## Task set
[A] Please pull out the stretch of the Fangirl review from "This is what" through "reviews for Fangirl.".
[B] Extend the review of the novel Fangirl past its final sentence.

## Selected excerpt
------------------------------------
Remember how excited I was to finally get started on Fangirl by Rainbow Rowell?
This is what you get when you buy into all the hype before reading a book.
I’d heard SO many good things about this book and this author. Two of Rowell’s books had topped the Goodreads Choice Awards in 2013, and there were so many five-star reviews for Fangirl.
But while I found the book entertaining enough, I couldn’t help but feel a little let down.
Fangirl is about this introverted girl, Cath, whose twin sister Wren starts to drift away from her after as soon as they start college. While Wren is out partying and drinking herself silly, Cath presses on with her super popular fanfiction about the Simon Snow books (the equivalent of the Harry Potter series). There isn’t much of an overarching narrative thread. It’s just like a chronicle of Cath’s life as she goes through college, gradually sticks her head out of her hermit hole and meet people, get a boyfriend, and explain why fanfic is legitimate fiction to her Creative Writing professor.
The book wasn’t terrible. Some parts were really good, such as the Simon Snow bits (I was far more interested in reading about Simon Snow the magician and his nemesis Baz than Cath’s relationship drama), and the strained relationship between Cath and her mother (wow, that one got very close to home, I’ll give you that). But the parts I wish Rowell had explored were kind of underdeveloped. In the end, Cath’s mother just sort of disappeared towards the story. I really wanted to see some kind of emotional outburst or denouement between Cath and her mom, but the latter just faded out of the story to let the romance take over.
And speaking of the romance, I seriously thought it was meant to be satirical at first. The way Cath and Levi (her roommate’s boyfriend, whom her roommate two-timed, so that makes it okay for Cath and Levi to get together) fawn over each other. Cath is all up in his face, kissing his jaw, his chin, his nose, his lips, and they’re always going on about how gorgeous and adorable each other is and how much they miss each other.
------------------------------------
## Stored records

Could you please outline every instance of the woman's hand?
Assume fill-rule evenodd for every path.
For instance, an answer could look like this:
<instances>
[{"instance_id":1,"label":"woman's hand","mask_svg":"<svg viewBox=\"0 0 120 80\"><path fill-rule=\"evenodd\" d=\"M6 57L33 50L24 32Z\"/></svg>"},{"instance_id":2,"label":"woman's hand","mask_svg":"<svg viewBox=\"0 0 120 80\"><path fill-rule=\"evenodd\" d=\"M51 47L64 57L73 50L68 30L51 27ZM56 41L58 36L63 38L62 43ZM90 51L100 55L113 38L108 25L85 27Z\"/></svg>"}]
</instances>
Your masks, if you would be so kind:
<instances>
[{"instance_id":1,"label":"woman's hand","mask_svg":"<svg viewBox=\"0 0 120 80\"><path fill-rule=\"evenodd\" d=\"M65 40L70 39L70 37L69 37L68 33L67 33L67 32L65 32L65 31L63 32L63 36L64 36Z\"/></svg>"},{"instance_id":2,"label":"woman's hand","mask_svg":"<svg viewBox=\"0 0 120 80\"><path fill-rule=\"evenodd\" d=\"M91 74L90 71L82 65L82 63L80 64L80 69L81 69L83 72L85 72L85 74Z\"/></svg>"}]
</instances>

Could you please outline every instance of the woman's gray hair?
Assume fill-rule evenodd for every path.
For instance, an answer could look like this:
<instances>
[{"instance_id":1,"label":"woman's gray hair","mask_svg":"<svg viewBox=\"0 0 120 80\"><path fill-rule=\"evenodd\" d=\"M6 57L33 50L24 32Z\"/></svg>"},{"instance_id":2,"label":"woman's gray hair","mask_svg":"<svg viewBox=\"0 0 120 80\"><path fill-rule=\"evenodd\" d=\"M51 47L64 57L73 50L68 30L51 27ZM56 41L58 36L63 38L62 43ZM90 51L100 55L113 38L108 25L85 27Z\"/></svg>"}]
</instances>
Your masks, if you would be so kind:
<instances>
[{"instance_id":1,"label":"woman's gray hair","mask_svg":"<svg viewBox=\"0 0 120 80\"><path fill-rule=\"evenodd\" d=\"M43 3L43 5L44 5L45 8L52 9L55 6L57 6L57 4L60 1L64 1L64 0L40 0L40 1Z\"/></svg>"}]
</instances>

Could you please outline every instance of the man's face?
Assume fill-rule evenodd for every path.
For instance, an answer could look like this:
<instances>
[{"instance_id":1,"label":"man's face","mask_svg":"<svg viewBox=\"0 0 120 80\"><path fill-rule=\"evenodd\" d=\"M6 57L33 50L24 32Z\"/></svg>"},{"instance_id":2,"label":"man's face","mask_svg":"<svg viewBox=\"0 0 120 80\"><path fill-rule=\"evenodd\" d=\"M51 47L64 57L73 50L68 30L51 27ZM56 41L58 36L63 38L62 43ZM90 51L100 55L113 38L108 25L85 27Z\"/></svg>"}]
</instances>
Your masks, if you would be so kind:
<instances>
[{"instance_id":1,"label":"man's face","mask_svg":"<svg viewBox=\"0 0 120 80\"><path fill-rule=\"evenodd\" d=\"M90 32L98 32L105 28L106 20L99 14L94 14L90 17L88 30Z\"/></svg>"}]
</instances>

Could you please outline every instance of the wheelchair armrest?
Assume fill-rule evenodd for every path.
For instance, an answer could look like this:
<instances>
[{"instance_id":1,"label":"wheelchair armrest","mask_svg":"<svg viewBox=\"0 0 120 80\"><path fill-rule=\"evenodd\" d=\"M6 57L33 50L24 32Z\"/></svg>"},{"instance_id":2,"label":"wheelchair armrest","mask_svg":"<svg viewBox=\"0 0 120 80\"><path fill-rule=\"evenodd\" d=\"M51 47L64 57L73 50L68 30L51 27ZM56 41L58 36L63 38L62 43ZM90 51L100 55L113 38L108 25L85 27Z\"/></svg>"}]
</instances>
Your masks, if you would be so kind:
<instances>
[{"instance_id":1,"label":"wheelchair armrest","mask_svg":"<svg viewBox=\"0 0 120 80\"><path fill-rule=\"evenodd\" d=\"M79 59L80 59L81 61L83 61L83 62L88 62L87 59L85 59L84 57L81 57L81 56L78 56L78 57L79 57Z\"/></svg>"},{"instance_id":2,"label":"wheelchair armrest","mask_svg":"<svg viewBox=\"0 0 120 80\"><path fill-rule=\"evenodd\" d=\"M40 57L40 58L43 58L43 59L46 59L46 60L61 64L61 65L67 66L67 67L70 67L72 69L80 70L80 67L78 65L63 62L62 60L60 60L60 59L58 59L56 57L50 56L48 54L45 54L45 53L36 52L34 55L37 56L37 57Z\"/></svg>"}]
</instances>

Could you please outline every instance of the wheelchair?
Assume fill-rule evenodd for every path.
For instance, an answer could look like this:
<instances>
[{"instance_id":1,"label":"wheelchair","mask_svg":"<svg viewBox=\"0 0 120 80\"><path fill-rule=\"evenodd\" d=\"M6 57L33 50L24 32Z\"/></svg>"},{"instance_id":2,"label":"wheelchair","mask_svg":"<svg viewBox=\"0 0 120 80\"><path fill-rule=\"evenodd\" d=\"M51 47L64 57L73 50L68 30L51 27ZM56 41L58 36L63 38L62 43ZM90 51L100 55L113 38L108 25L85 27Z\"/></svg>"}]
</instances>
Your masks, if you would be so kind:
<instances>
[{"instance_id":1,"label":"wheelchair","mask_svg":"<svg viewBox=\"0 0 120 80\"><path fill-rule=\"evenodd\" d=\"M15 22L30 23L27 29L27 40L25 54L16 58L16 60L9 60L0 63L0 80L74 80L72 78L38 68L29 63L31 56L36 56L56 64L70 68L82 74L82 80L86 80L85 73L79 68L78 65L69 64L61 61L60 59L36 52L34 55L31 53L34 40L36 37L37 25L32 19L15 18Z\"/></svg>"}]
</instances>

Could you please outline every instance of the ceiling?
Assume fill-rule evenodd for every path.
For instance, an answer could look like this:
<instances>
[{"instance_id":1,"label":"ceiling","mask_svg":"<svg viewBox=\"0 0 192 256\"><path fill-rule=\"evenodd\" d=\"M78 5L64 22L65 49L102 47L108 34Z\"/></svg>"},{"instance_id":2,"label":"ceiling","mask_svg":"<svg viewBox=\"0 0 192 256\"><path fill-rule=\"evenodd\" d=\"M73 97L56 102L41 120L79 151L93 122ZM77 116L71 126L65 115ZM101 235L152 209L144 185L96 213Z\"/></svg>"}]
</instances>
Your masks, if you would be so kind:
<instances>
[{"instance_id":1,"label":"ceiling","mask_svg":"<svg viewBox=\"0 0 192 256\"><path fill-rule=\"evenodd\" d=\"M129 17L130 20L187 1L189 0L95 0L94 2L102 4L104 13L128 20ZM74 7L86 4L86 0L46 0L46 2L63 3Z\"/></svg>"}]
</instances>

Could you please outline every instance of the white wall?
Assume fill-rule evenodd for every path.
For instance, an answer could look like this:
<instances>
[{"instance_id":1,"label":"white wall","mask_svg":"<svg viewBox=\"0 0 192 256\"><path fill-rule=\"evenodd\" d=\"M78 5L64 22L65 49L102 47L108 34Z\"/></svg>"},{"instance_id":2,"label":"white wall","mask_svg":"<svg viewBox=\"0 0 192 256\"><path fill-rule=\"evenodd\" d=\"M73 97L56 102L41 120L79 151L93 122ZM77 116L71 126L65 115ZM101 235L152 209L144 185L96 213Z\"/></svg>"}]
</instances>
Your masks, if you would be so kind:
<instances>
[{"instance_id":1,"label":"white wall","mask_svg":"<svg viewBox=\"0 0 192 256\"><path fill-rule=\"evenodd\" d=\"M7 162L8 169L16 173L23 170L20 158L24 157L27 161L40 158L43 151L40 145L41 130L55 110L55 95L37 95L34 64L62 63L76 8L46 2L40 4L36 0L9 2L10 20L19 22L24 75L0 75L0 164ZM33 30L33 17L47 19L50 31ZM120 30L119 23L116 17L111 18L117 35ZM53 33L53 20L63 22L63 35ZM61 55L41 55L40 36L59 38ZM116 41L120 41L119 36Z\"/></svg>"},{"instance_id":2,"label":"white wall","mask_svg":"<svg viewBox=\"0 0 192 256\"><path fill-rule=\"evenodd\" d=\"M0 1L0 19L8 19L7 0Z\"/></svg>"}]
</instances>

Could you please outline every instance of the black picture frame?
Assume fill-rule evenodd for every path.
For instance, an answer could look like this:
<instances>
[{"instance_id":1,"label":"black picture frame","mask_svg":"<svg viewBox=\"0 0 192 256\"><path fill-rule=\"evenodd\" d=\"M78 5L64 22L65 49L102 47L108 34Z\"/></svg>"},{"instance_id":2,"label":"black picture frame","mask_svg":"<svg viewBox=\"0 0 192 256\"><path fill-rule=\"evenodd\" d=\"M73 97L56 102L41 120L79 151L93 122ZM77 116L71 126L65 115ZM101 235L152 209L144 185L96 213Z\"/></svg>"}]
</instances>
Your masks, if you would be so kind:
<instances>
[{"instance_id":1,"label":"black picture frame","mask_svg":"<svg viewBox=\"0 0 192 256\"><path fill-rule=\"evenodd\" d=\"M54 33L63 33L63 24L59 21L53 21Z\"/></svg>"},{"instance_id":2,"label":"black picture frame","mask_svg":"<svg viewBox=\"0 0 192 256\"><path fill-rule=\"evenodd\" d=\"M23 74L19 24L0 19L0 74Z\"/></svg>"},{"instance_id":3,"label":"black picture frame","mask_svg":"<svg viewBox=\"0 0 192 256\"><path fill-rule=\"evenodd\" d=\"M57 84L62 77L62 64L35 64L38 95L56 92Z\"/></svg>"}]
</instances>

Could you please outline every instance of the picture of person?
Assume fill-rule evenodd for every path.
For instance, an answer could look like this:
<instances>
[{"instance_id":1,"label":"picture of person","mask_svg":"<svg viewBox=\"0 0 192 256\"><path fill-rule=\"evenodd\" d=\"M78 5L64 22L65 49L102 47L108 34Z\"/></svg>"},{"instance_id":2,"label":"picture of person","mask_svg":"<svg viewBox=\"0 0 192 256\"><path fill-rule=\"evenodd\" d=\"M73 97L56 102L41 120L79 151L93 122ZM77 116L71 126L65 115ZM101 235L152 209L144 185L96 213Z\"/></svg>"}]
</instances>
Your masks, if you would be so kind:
------------------------------------
## Answers per task
[A]
This is what you get when you buy into all the hype before reading a book.
I’d heard SO many good things about this book and this author. Two of Rowell’s books had topped the Goodreads Choice Awards in 2013, and there were so many five-star reviews for Fangirl.

[B]
I mean, I get that you’re infatuated, but do people seriously go googly-eyed all. the. time. about their partners? Even if they do, does that fawning need to take up practically half the book? I found myself skipping the parts where they are all over each other, and more than once I wondered if Rowell was being serious or satirical about the whole YA/NA romance genre.
I actually really liked the dialogue. It was one of the better qualities of the book. It felt natural and there were funny bits like this:
“You look ridiculous,” Wren said.
“That shirt.” It was a Hello Kitty shirt from eighth or ninth grade. Hello Kitty dressed as a superhero. It said SUPER CAT on the back, and Wren had added an H with fabric paint. The shirt was cropped too short to begin with, and it didn’t really fit anymore. Cath pulled it down self-consciously.
“Cath!” her dad shouted from downstairs. “Phone.”
Cath picked up her cell phone and looked at it.
“He must mean the house phone,” Wren said.
“Who calls the house phone?”
“Probably 2005. I think it wants its shirt back.”
I can just imagine this being read out in play-writing class (miss you guys!) and getting some laughs.
And then there are some bright moments like this one between Cath and her dad:
“Isn’t giving up allowed sometimes? Isn’t it okay to say, ‘This really hurts, so I’m going to stop trying’?”
“It sets a dangerous precedent.”
“For avoiding pain?”
“For avoiding life.”
But then there’s semi-annoying banter like this:
“What if I promise not to touch you?”
“Cath laughed. “Now I have zero incentive to come.”
“What if I promise to let you touch me first?”
“Are you kidding? I’m the untrustworthy person in this relationship. I’m all hands.”
“I’ve seen no evidence of that, Cath.”
“In my head, I’m all hands.”
“I want to live in your head.”
And sappy moments like this:
“You’re beautiful,” she said.
“Don’t argue with me. You’re beautiful.”
And descriptions like this:
“Cath couldn’t stop thinking about Levi and his ten thousand smiles.”
“His mouth was small, but bowed. Like a doll’s. She wondered if he had trouble opening it wide enough to eat apples.”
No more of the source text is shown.